## Written request
Reproduce the material below, substituting "central point" for every occurrence of "innermost point" and leaving everything else unchanged. Omit the pictures from your answer.
==== Information given ====
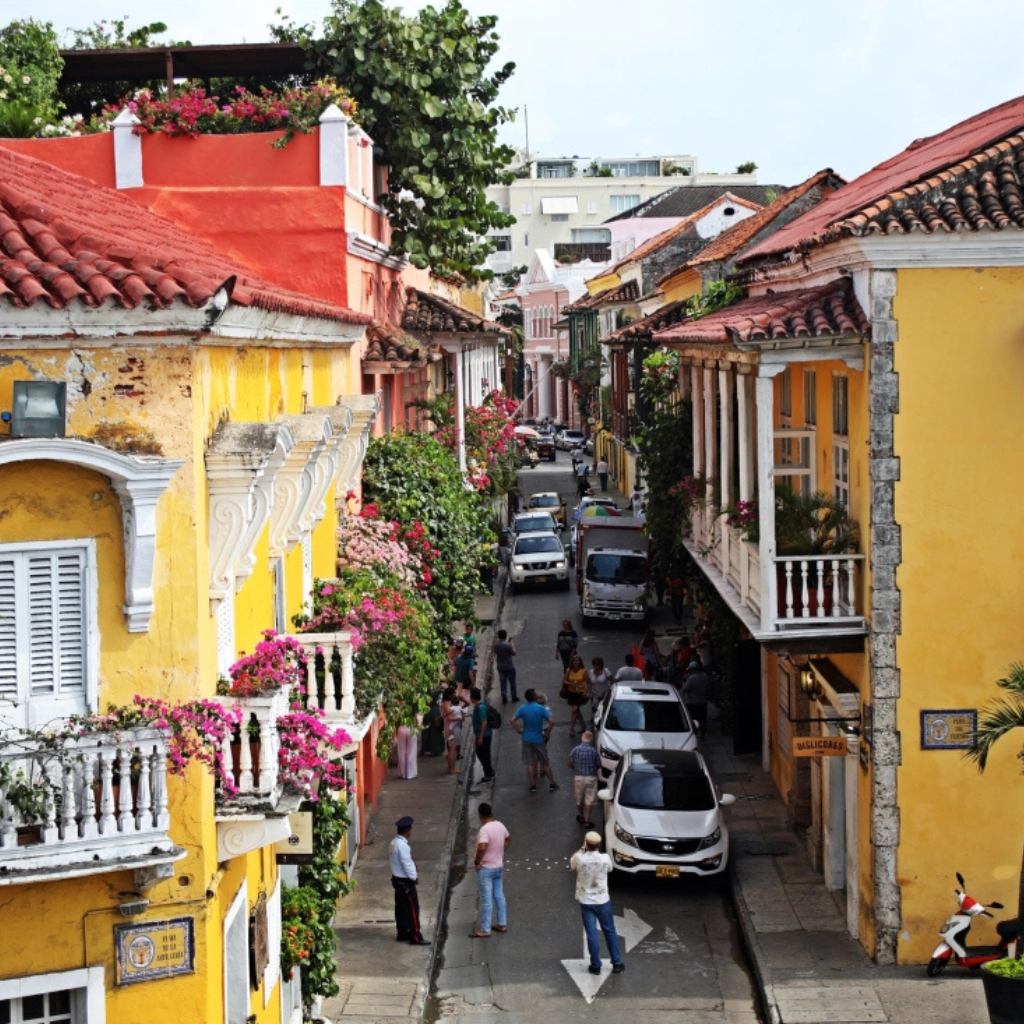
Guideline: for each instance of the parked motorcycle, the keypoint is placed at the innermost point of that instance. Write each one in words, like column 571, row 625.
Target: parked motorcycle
column 953, row 947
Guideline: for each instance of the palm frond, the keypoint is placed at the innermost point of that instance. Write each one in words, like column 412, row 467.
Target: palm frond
column 996, row 720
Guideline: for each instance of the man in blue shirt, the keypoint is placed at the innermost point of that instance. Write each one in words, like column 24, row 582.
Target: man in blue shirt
column 534, row 722
column 584, row 760
column 403, row 881
column 481, row 733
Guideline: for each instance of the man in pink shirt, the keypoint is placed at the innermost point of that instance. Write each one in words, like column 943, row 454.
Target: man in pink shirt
column 492, row 841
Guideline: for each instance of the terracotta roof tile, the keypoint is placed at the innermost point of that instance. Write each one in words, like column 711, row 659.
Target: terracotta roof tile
column 430, row 313
column 668, row 315
column 65, row 239
column 968, row 177
column 390, row 345
column 827, row 311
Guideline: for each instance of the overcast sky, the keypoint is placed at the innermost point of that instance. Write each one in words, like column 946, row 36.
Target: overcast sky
column 794, row 85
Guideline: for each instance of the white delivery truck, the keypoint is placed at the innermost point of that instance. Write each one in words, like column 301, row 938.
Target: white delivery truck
column 612, row 567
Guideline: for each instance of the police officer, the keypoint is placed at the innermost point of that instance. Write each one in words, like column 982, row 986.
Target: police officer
column 403, row 880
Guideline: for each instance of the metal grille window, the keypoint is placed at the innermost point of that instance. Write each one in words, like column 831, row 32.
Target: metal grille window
column 620, row 204
column 45, row 1008
column 841, row 438
column 45, row 608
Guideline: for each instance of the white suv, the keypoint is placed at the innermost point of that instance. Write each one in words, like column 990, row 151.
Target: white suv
====
## Output below
Guideline: for each instance of the parked motorcycle, the keypoint is placed at the central point of that instance. Write each one in words, like column 571, row 625.
Target: parked motorcycle
column 953, row 947
Guideline: for each instance of the palm frond, the keypoint is placed at the central point of that instance. Write each one in words, like column 412, row 467.
Target: palm frond
column 996, row 720
Guideline: for each instance of the man in blue shirt, the keypoint is placed at the central point of that instance. Write each one in words, like column 24, row 582.
Target: man in blue shirt
column 534, row 722
column 584, row 760
column 403, row 881
column 481, row 733
Guideline: for each instance of the man in pink shirt, the keypoint is placed at the central point of that instance. Write each one in words, like column 943, row 454.
Target: man in pink shirt
column 492, row 841
Guideline: for each instance of the terracotta roof tile, the keypoint is placed at the central point of that instance. Write each one in words, like column 711, row 659.
Target: terracotta roof tile
column 430, row 313
column 668, row 315
column 65, row 239
column 968, row 177
column 390, row 345
column 827, row 311
Guideline: for each instance of the overcast sky, the keypoint is placed at the central point of that instance. Write each one in words, like column 946, row 36.
Target: overcast sky
column 794, row 85
Guideline: for each instance of the white delivery truck, the keypoint is placed at the central point of that instance. Write each one in words, like column 301, row 938.
Target: white delivery truck
column 612, row 567
Guideline: for each instance of the police officer, the keypoint is placed at the central point of that instance. Write each one in words, like column 982, row 986.
Target: police officer
column 403, row 880
Guideline: for each instance of the metal grille window, the keypoint is placed at the central point of that instance. Write each one in words, like column 831, row 32.
Target: metal grille window
column 620, row 204
column 45, row 1008
column 841, row 438
column 45, row 608
Guideline: for each instance of the white suv, the keypoint is placed at the central point of that instance. Write each one in words, like column 990, row 151.
Target: white suv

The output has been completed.